## WHAT IS ASKED
1/ According to the AI safety post, what are the two manners of action in AI safety?
2/ In the entries below, starting at the beginning of the entries and ending at the line containing "x=462, y=256", replace every "practice" with "exercise". Leave everything else unchanged and give only those lines.

## TEXT SEGMENT
## START

Learned this Week: AI Safety, Decarbonising Steel, Marshall McLuhan, Economics 'Nobel' Prize

w/c 2024-12-09

Dec 15, 2024

AI Safety

When it comes to AI safety, you're dealing with, broadly speaking, two dimensions. There is they manner of action: humans doing harm and computers doing harm. Then there is the method of harm, which is much broader and quite frankly full of scary unknown unknowns.

You're dealing with out-of-expectation harm. Humans are dangerous already. But in a sense we know broadly who the most dangerous organisations of humans are, and their abilities to do harm. And as such, we safeguard against them. The issue is that AI allows them to leap well past our estimation of their capabilities. People you're not paying attention to become way more dangerous because AI scales both their access to, and the speed at which they can action harmful knowledge. This means that a huge class of people can suddenly gain the means to do harm your safeguards are simply not ready. The same is even more true for the people you know to be dangerous.

## END

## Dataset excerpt

## START

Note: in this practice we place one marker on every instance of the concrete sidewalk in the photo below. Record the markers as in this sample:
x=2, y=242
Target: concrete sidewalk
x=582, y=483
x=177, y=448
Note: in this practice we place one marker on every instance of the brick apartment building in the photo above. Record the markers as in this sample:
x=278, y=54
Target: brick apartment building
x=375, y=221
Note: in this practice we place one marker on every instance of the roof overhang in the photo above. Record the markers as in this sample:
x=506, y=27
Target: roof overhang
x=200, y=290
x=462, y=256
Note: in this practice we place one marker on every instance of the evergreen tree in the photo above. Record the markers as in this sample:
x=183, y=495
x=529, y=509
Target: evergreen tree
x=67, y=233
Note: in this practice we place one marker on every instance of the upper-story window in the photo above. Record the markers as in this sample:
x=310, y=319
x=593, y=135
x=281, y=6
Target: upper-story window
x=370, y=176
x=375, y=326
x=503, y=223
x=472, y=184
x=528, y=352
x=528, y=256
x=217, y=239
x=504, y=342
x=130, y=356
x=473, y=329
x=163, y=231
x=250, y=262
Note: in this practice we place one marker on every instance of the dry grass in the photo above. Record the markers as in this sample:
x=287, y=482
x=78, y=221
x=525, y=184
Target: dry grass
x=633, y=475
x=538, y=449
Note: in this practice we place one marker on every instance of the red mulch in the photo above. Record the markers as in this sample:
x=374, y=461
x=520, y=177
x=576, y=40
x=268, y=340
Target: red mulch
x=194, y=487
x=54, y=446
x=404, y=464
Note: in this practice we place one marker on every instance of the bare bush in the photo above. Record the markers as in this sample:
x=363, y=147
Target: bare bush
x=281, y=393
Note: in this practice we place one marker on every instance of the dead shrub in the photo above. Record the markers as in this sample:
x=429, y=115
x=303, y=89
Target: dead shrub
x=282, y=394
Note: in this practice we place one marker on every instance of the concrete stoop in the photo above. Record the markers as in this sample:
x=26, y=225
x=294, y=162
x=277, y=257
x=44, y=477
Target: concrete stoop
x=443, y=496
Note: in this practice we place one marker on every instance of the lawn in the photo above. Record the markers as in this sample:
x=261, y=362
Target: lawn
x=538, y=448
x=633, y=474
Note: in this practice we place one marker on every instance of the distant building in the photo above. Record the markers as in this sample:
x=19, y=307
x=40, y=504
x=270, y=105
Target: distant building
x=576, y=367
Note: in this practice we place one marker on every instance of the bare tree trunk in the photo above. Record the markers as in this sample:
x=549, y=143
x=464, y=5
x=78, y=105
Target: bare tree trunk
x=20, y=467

## END

## RESPONSES TO THE TASKS
1/ Humans doing harm and computers doing harm.

2/
Note: in this exercise we place one marker on every instance of the concrete sidewalk in the photo below. Record the markers as in this sample:
x=2, y=242
Target: concrete sidewalk
x=582, y=483
x=177, y=448
Note: in this exercise we place one marker on every instance of the brick apartment building in the photo above. Record the markers as in this sample:
x=278, y=54
Target: brick apartment building
x=375, y=221
Note: in this exercise we place one marker on every instance of the roof overhang in the photo above. Record the markers as in this sample:
x=506, y=27
Target: roof overhang
x=200, y=290
x=462, y=256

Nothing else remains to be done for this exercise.